-- Opening Marker --

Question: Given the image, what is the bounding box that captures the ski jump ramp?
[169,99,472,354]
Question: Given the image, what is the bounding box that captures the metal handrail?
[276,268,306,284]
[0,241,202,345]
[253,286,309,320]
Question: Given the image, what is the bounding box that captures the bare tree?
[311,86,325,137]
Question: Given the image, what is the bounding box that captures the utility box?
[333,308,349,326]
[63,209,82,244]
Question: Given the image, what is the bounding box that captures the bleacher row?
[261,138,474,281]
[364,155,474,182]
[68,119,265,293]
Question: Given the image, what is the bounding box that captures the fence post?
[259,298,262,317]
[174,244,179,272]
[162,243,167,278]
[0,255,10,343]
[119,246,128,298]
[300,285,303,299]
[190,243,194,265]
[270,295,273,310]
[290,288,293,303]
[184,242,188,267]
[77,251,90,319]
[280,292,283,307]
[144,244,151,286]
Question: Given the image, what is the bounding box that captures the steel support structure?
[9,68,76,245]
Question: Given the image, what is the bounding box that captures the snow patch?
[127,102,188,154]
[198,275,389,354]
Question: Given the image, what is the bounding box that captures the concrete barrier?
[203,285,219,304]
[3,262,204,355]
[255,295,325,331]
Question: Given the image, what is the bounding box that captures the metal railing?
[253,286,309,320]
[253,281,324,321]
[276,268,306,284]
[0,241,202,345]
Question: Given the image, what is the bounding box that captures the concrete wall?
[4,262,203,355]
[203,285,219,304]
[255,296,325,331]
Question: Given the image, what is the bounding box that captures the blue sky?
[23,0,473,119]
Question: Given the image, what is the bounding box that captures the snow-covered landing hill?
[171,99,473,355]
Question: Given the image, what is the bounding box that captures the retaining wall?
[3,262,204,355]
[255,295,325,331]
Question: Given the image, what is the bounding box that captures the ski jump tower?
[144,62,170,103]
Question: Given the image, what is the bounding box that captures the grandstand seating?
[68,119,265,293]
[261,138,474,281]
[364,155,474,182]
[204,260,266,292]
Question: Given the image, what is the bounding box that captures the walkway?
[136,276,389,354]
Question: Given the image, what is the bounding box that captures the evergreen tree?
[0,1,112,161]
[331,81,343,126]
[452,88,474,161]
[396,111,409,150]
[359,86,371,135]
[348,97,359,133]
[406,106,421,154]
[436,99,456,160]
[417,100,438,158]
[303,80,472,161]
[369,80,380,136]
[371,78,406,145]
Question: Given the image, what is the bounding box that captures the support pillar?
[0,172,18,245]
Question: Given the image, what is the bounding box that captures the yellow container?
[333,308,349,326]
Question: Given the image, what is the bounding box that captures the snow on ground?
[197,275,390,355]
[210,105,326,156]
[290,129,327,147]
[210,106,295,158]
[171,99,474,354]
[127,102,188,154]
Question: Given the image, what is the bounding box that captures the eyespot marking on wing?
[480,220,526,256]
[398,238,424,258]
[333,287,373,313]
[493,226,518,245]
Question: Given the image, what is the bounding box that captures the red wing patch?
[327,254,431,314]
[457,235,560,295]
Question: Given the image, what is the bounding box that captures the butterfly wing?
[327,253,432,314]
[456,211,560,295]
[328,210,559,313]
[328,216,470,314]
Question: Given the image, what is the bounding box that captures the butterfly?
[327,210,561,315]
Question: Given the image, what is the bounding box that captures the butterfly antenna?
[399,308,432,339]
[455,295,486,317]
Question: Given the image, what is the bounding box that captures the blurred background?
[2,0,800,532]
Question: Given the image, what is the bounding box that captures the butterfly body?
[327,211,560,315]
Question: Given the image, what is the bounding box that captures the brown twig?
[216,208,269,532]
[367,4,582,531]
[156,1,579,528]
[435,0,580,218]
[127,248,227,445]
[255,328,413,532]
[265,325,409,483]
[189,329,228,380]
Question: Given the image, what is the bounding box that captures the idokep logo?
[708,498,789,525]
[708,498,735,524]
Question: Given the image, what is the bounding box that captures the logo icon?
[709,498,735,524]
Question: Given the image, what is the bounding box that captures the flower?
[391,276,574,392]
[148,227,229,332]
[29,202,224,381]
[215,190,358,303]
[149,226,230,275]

-- Closing Marker --

An exact copy of every record above is what's needed here.

Question: Given the image, what is the bounding box that captures the ski jump ramp?
[169,99,472,354]
Question: Given the image, what is the bounding box that captures the metal handrail?
[276,268,306,284]
[0,241,202,345]
[253,286,309,320]
Question: Given the image, what is the bounding box that captures the bare tree?
[311,86,325,137]
Question: Given the image, what is the bounding box that captures the utility box?
[333,308,349,326]
[63,209,82,244]
Question: Given the image, what is the bounding box that captures the bleacher row?
[261,138,474,281]
[364,155,474,182]
[68,119,265,293]
Question: Given the image, what is the bounding box that captures the fence post?
[259,298,262,317]
[174,244,179,272]
[162,243,167,278]
[0,255,10,343]
[119,246,128,298]
[300,285,303,299]
[190,243,194,265]
[270,295,273,310]
[290,288,293,303]
[184,242,188,267]
[77,251,90,319]
[280,292,283,307]
[144,244,151,286]
Question: Given the image, what is the bounding box that captures the steel support structure?
[9,68,76,245]
Question: Given the image, what is the bounding box that captures the snow patch?
[127,102,188,154]
[198,275,389,354]
Question: Given the image, what is the bounding box that captures the concrete barrier?
[203,285,219,304]
[3,262,204,355]
[255,295,325,331]
Question: Given the image, what is the bounding box that captures the metal railing?
[253,286,309,320]
[253,281,324,321]
[276,268,306,284]
[0,241,202,345]
Question: Given the image, what is the bounding box that captures the concrete wall?
[4,262,203,355]
[203,285,219,304]
[255,296,325,331]
Question: Given the image, what is the bounding box that captures the blue sky?
[23,0,473,119]
Question: Given the image, what is the bounding box that captures the snow-covered landing hill?
[171,99,473,355]
Question: Given the image, what is the bounding box that captures the retaining wall?
[3,262,204,355]
[255,295,325,331]
Question: Given the image, what is the bounding box that captures the ski jump tower?
[144,62,170,103]
Question: Given the image, what is the bounding box that captures the grandstand seating?
[68,119,265,293]
[261,138,474,281]
[364,155,474,182]
[204,260,266,292]
Question: Given the image, what is the bounding box that captures the walkway?
[136,276,389,354]
Question: Given the image, what is the bounding box that captures the evergreen tree?
[0,1,112,161]
[331,81,343,126]
[452,88,474,161]
[396,111,409,150]
[359,86,371,135]
[348,97,359,133]
[406,106,421,154]
[436,99,456,160]
[417,100,438,158]
[303,80,472,161]
[369,80,380,136]
[371,78,406,145]
Question: Given the image, what is the bounding box that captures the support pillar?
[0,172,18,245]
Question: Given the image, what is the bounding box that captures the yellow container?
[333,308,349,326]
Question: Given the image, what is the bounding box that captures the snow on ground?
[197,275,390,355]
[210,105,326,156]
[290,129,327,147]
[210,106,295,158]
[171,99,474,354]
[127,102,188,154]
Question: Given the image, what is the bounding box that captures the eyespot marking on wing?
[480,220,526,256]
[398,238,424,258]
[333,287,373,313]
[493,226,518,245]
Question: Given the image, what is the bounding box that captures the red wing patch?
[327,254,431,314]
[457,235,560,295]
Question: Given the image, what is the bounding box that captures the butterfly wing?
[327,253,432,314]
[456,211,560,295]
[328,210,559,313]
[328,216,470,314]
Question: Given the image, what is the bounding box that captures the butterfly?
[327,210,561,315]
Question: Given the image, what is the bounding box that captures the butterfly antenna?
[399,308,432,339]
[455,295,486,317]
Question: Given the image, what is the bounding box that captures the blurred background?
[2,0,800,532]
Question: Given the image, what is the bounding box that captures the butterfly body?
[327,211,560,315]
Question: Given the image, what is the bounding box that captures the brown twig?
[216,208,269,532]
[367,4,582,531]
[156,1,579,528]
[435,0,580,218]
[127,248,227,445]
[255,328,413,532]
[265,325,409,483]
[189,329,228,380]
Question: Given the image, what is the bounding box that captures the idokep logo?
[708,498,789,525]
[708,498,735,524]
Question: Given the image, what is the bounding box that captures the logo icon?
[709,498,735,524]
Question: Given the image, what is the bounding box that captures the flower?
[391,276,574,392]
[148,227,229,332]
[29,202,224,381]
[215,190,358,303]
[149,226,230,275]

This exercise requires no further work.